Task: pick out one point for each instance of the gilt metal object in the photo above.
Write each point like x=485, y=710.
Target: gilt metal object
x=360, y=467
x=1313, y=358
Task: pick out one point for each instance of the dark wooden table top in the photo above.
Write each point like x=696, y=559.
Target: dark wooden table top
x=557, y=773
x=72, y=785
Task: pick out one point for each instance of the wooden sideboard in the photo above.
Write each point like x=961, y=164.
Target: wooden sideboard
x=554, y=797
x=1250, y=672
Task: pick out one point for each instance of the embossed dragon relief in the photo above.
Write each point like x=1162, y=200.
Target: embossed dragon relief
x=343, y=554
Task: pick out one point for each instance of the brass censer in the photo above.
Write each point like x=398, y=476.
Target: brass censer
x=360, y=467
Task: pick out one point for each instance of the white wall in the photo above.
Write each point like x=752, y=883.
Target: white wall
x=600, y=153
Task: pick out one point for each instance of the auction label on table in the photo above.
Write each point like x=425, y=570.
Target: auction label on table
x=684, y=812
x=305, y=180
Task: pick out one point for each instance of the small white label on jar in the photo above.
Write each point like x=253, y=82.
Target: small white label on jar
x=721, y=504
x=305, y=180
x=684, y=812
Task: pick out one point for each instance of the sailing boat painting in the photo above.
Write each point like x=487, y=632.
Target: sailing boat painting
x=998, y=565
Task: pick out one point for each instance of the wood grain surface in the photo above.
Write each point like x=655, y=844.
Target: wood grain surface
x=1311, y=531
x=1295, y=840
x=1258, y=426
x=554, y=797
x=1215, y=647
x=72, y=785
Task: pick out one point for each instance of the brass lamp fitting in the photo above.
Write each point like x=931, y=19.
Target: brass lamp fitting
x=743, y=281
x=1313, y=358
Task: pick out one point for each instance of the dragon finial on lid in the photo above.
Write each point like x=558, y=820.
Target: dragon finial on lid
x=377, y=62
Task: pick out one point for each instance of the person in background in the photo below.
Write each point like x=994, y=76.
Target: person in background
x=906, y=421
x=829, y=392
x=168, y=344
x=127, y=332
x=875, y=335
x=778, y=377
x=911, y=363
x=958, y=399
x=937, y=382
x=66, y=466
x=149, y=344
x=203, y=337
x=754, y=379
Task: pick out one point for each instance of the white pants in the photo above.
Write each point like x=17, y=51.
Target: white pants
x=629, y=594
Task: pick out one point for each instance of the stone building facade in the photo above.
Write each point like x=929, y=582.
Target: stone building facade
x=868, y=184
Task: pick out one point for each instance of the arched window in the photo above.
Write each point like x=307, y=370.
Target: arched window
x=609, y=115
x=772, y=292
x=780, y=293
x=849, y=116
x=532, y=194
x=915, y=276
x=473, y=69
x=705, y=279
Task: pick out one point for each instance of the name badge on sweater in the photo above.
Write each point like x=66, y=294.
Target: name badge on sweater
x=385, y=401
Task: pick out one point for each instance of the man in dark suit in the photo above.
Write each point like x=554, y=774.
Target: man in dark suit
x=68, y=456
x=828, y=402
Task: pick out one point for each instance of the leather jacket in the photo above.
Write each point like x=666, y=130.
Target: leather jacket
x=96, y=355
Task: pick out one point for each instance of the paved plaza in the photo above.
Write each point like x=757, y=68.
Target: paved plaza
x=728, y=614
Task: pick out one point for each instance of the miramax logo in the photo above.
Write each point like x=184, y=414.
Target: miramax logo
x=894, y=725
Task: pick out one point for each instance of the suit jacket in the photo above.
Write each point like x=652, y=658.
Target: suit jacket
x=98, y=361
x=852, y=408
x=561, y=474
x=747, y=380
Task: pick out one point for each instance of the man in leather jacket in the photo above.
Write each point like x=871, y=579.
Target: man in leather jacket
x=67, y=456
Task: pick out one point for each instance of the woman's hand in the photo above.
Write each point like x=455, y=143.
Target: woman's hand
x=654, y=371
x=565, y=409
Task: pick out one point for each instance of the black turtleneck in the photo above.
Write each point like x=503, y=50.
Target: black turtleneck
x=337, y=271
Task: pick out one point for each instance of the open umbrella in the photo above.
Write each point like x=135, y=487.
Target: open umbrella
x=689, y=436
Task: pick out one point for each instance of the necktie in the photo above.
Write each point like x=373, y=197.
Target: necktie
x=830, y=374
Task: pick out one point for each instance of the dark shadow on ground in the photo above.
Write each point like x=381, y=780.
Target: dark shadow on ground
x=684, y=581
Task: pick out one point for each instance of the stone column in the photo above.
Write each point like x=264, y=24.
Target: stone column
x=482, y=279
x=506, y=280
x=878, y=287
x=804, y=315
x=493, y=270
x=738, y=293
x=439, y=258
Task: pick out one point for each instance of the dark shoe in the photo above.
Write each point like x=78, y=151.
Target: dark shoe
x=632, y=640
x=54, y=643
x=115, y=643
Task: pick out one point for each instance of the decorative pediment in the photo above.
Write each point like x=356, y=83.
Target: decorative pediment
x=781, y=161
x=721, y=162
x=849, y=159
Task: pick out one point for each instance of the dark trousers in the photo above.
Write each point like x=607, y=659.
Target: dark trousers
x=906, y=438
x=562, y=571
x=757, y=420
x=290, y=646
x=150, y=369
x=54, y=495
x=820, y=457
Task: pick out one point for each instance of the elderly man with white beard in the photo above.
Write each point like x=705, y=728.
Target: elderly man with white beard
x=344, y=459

┄┄┄┄┄┄

▸ Aim: Write out all of the lines above again, replacing every "pick out" with "mark" and leaving the rest unchanged.

▸ Response to this task:
Task: mark one point for each instance of the gilt metal object in the photo above.
Write each point like x=485, y=710.
Target: gilt metal object
x=360, y=467
x=1313, y=358
Task: mark one point for each instance of the dark wooden table top in the photo above.
Write each point like x=696, y=559.
Target: dark wooden table top
x=557, y=773
x=72, y=785
Task: mark one point for each instance of the wooden sideboard in the photo above.
Write each point like x=961, y=164.
Target: wooden sideboard
x=554, y=797
x=1250, y=672
Task: mark one point for each instance of the embossed dragon relief in the photo above.
Write each point like x=1162, y=200.
Target: embossed dragon relief
x=343, y=554
Task: mark one point for each instance of the brass censer in the photo above.
Write each point like x=398, y=476.
Target: brass censer
x=360, y=467
Task: mark one point for each instance of the white wall in the photo above.
Write each point like x=752, y=883.
Target: white wall
x=600, y=153
Task: mark one point for each instance of the auction label on table in the photo above.
Write each point like x=425, y=570.
Target: auction label on table
x=684, y=812
x=305, y=180
Task: mark one point for each instance of the small white label on jar in the photo above.
Write each point like x=253, y=82.
Target: small white label on jar
x=721, y=504
x=305, y=180
x=684, y=812
Task: mark one point for each instance of the sailing boat painting in the photo above.
Write each point like x=487, y=632.
Target: sailing boat painting
x=998, y=565
Task: mark one point for each instance of the wood grain surface in the photo above.
Write each point like x=655, y=844.
Target: wood grain surface
x=1311, y=531
x=1295, y=840
x=1258, y=426
x=554, y=797
x=1215, y=647
x=72, y=785
Task: mark one point for each instance of the brass lamp fitting in the photo above.
Write each point like x=931, y=19.
Target: brass lamp fitting
x=743, y=281
x=1313, y=358
Task: mark one point for each instance of the dragon finial on lid in the photo above.
Write each point like x=558, y=820.
Target: dragon finial on lid
x=377, y=62
Task: mark one point for each instance of the person in background in the photo below.
Write each point like x=994, y=76.
Target: person in background
x=906, y=421
x=829, y=392
x=168, y=344
x=127, y=332
x=875, y=335
x=778, y=377
x=911, y=363
x=958, y=399
x=937, y=382
x=66, y=466
x=149, y=344
x=203, y=337
x=754, y=379
Task: mark one point for each instance of the white pants in the photo above.
Write each point like x=17, y=51.
Target: white pants
x=629, y=594
Task: mark one point for each instance of the stone building facade in the photo above.
Write each point like x=929, y=582.
Target: stone building facade
x=868, y=184
Task: mark one point for each instance of the arched window in the photo above.
Write each point like x=307, y=370.
Target: arched window
x=609, y=115
x=772, y=292
x=780, y=293
x=849, y=116
x=532, y=194
x=915, y=276
x=473, y=69
x=705, y=279
Task: mark one point for each instance of the name badge on sweater in the photo above.
Write each point like x=66, y=294.
Target: name badge on sweater
x=385, y=401
Task: mark one point for each instance of the man in dark suit in the photo above.
Write each point like x=554, y=774.
Target: man in dark suit
x=68, y=456
x=828, y=402
Task: mark one point for each instance of the leather jacket in the photo above.
Write each point like x=666, y=130.
Target: leather jacket
x=96, y=355
Task: mark one point for each instance of the paved plaza in the photo above.
Write each point like x=757, y=68.
Target: paved plaza
x=728, y=614
Task: mark one point for each instance of the miramax logo in the photo above.
Write each point like x=184, y=414.
Target: miramax logo
x=894, y=725
Task: mark one point for each instance of the suit jacket in the photo above.
Write each point like x=652, y=658.
Target: suit jacket
x=98, y=361
x=852, y=408
x=561, y=474
x=747, y=380
Task: mark one point for each instance of the man in leather jacket in the photo above.
Write each point like x=871, y=579.
Target: man in leather jacket
x=67, y=456
Task: mark one point for each instance of the woman's hand in the photo above.
Write each point like x=455, y=143.
Target: woman's hand
x=654, y=371
x=565, y=409
Task: mark one point for each instance of the black turtleneck in the photo above.
Write each point like x=503, y=50.
Target: black turtleneck
x=337, y=271
Task: mark one point for each instance of the open umbrella in the photo above.
Write each point like x=135, y=487.
Target: open umbrella
x=689, y=436
Task: mark one point for each instance of the necktie in the photo above.
Write each point like x=373, y=197.
Target: necktie
x=830, y=374
Task: mark one point for each instance of the dark shadow on ground in the photo above.
Write each point like x=381, y=780.
Target: dark shadow on ground
x=684, y=581
Task: mark one point for each instance of the stone column in the photo above.
Write each point like x=264, y=24.
Target: stone column
x=482, y=279
x=506, y=280
x=878, y=287
x=804, y=315
x=493, y=270
x=738, y=293
x=439, y=258
Task: mark one point for each instance of the dark shoe in the photo above.
Write each point like x=78, y=151.
Target: dark shoe
x=632, y=640
x=54, y=643
x=115, y=643
Task: mark one point for each instance of the decorative pediment in the photo above.
Write each point like x=356, y=83.
Target: decorative pediment
x=781, y=161
x=721, y=162
x=849, y=159
Task: mark one point for each instance of the dark trousers in the photo above.
Write each point like x=607, y=659.
Target: dark trousers
x=906, y=438
x=562, y=571
x=757, y=420
x=290, y=646
x=150, y=369
x=54, y=495
x=820, y=457
Task: mark one point for each instance of the elderly man with white beard in the photo above.
Write each point like x=705, y=728.
Target: elderly man with white beard
x=344, y=459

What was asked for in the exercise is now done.